Quoted passage -
---
Meanwhile, professional people still have to look after their old age and the classic method whereby a professional man has established a pension for himself has been to buy an annuity and to pay premiums for that annuity contract. As long as the professional man is still in practice, he may set these premiums and his other expenses against his earnings. But as soon as he retires he can set only a few expenses against what are in effect delayed earnings and the most important impediment from which he suffers is that he can no longer set these premiums against these earnings.

This is precisely the unfairness which the Clause is designed to remove. It is not a Clause entirely without limitation. The two-thirds rule which applies to the employed would continue to apply in this instance.

There is one final injustice which the Clause is designed to mitigate. Where the net relevant earnings in the case of a man still in practice are not sufficient to cover the premiums of an annuity contract, he should be allowed to carry the surplus forward into future years. If that should be allowed for people still in practice, in exactly the same way it should be allowed for those who are retired.
---
Challenge 1 - In the passage on pensions for professional people, which rule that applies to the employed would continue to apply under the Clause?

Provided data -
---
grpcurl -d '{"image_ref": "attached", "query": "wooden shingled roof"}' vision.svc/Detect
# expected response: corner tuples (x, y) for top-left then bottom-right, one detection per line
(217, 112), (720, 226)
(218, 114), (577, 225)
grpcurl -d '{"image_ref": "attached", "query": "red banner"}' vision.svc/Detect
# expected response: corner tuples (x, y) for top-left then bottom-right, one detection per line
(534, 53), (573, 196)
---
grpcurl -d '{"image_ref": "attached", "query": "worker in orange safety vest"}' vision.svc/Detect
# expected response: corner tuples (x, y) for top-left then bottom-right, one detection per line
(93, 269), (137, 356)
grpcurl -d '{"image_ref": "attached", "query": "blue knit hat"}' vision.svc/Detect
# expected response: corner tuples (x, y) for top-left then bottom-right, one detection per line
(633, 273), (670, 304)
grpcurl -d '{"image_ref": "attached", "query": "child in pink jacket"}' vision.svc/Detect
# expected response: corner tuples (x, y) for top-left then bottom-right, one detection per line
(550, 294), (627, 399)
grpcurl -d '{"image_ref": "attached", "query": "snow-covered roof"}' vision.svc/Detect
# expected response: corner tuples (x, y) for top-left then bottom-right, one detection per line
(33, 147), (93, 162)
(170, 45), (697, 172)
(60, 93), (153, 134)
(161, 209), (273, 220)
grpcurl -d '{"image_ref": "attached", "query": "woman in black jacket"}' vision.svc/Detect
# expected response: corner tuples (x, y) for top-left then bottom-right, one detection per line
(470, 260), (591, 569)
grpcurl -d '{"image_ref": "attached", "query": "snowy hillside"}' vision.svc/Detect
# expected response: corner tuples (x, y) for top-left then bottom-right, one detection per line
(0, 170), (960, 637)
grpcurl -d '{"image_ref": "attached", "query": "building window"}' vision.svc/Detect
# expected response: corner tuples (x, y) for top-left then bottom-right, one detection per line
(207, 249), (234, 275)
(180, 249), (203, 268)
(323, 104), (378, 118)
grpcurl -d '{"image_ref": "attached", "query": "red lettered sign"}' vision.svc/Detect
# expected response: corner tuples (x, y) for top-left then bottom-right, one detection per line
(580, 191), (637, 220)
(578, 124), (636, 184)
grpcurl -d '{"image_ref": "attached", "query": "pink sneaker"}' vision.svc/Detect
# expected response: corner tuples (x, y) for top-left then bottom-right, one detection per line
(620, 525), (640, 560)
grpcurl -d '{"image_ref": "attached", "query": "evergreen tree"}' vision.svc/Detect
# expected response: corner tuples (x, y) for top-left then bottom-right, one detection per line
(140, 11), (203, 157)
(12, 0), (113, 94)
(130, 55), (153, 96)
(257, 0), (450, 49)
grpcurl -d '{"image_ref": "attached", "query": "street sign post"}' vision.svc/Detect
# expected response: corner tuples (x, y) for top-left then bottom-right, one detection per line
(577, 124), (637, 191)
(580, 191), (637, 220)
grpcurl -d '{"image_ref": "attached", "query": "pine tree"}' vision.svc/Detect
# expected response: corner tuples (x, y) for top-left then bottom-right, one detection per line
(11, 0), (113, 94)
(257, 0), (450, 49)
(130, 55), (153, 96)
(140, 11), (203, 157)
---
Challenge 2 - Pull out every line of the records that contains the word "jacket".

Exercise output 1 - The two-thirds rule.

Exercise output 2 -
grpcurl -d '{"image_ref": "attached", "query": "child in pink jacket"}' vision.svc/Detect
grpcurl -d '{"image_ref": "attached", "query": "woman in black jacket"}' vision.svc/Detect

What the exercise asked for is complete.